-- Data provided --
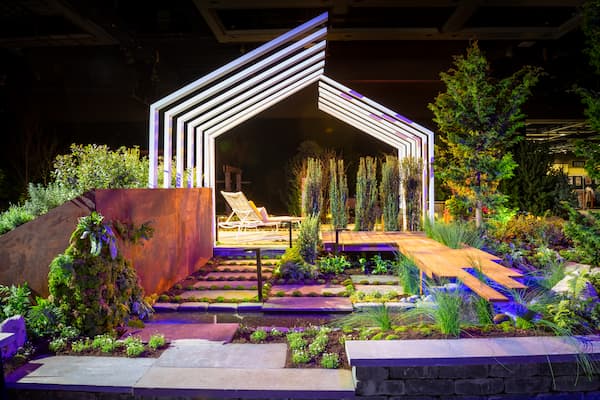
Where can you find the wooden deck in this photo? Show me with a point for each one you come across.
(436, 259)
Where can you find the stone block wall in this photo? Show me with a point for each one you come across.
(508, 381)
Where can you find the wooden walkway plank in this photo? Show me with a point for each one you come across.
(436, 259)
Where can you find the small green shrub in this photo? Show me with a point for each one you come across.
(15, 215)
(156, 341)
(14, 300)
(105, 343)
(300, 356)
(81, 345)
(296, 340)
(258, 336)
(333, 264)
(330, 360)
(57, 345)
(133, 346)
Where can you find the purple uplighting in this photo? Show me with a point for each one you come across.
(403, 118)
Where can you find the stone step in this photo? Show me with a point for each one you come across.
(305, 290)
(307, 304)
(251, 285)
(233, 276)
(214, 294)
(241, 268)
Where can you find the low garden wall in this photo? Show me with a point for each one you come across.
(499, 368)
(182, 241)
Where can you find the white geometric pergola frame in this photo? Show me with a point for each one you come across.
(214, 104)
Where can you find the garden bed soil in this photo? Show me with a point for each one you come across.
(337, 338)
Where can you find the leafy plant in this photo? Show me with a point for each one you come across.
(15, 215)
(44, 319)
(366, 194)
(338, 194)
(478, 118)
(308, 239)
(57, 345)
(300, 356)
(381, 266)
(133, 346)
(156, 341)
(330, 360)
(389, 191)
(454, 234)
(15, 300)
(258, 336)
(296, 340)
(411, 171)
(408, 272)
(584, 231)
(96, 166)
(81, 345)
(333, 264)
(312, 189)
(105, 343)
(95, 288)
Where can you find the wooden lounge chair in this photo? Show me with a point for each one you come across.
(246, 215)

---

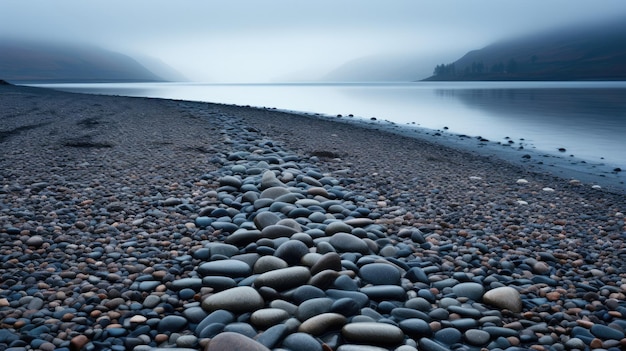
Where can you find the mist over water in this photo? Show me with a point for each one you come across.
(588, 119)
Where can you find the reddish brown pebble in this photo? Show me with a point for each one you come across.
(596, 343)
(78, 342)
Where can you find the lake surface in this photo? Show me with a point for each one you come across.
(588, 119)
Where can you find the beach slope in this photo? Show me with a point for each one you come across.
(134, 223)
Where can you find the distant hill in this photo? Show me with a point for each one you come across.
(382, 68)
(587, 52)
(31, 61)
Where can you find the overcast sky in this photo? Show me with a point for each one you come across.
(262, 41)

==

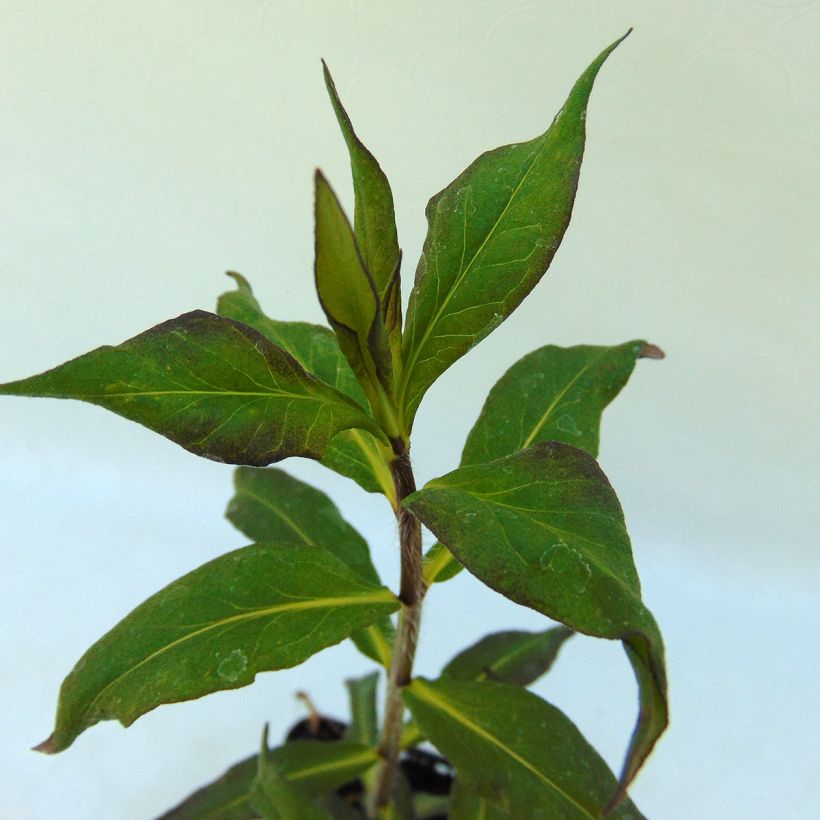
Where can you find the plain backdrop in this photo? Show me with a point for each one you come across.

-- Requirements --
Count the lines in the items above that contain the string "wall", treating uppercase and lowercase as different. Reply with the number alone.

-- Solution for this problem --
2